Exercise requirements: Which lines below contain the string "whale"? Copy each of them.

Provided records:
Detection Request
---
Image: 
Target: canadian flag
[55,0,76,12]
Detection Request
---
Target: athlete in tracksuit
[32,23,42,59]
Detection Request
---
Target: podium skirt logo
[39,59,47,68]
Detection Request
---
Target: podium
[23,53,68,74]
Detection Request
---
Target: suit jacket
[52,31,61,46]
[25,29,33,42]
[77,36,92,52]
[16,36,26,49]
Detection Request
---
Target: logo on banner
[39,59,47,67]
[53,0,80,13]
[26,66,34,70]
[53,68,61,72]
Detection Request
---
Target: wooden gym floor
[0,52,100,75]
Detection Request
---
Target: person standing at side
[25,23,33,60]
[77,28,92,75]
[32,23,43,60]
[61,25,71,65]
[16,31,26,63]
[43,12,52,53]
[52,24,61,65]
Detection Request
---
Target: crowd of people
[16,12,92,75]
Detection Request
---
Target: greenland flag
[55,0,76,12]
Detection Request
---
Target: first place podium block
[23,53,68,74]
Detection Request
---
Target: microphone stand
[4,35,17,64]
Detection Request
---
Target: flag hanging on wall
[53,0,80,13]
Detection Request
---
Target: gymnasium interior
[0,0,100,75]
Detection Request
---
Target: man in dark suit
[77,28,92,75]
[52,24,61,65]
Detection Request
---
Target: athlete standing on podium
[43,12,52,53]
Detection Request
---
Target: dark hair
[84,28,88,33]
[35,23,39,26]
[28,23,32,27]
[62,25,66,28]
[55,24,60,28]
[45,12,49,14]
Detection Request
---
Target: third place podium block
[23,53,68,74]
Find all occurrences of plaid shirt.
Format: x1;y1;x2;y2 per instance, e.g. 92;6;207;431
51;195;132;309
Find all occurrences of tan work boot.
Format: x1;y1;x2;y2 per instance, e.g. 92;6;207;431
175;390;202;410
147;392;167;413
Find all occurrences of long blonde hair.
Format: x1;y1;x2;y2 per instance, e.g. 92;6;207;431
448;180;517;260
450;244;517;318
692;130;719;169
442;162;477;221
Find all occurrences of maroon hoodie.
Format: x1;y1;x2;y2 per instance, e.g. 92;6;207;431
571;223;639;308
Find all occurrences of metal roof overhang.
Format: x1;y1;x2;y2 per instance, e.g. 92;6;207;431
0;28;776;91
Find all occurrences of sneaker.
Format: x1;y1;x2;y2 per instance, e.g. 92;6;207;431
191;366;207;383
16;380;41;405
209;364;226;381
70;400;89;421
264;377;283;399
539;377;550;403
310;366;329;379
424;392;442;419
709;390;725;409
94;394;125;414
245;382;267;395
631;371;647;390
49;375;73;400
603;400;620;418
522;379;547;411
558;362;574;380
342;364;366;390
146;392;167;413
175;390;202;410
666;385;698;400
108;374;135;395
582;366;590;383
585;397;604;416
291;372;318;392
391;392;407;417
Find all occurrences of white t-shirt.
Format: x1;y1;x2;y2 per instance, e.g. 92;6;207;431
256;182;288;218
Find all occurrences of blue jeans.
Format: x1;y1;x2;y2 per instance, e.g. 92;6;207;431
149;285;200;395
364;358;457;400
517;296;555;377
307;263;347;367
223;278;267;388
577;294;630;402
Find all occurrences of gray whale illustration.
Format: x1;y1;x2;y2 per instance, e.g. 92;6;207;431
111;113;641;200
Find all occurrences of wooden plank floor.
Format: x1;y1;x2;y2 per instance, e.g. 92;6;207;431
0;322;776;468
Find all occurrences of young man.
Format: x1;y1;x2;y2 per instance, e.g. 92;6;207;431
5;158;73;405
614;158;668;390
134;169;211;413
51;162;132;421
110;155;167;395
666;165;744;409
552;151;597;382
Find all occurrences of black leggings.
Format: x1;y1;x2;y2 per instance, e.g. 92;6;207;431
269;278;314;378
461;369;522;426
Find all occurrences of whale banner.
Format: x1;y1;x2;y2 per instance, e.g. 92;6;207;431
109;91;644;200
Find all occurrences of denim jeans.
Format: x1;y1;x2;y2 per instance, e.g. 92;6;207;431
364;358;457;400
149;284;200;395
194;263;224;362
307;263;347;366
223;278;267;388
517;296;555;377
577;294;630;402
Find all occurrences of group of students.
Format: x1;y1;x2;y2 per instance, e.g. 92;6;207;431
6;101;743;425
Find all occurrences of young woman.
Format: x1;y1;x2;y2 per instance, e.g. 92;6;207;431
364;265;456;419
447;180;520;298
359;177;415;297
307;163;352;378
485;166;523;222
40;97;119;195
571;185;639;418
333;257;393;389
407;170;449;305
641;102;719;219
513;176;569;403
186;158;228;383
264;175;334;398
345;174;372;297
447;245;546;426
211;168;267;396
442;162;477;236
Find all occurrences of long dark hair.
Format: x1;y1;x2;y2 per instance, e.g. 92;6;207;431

Complete response:
Find all occurrences of gray whale illustration.
Find all occurrences of whale banner.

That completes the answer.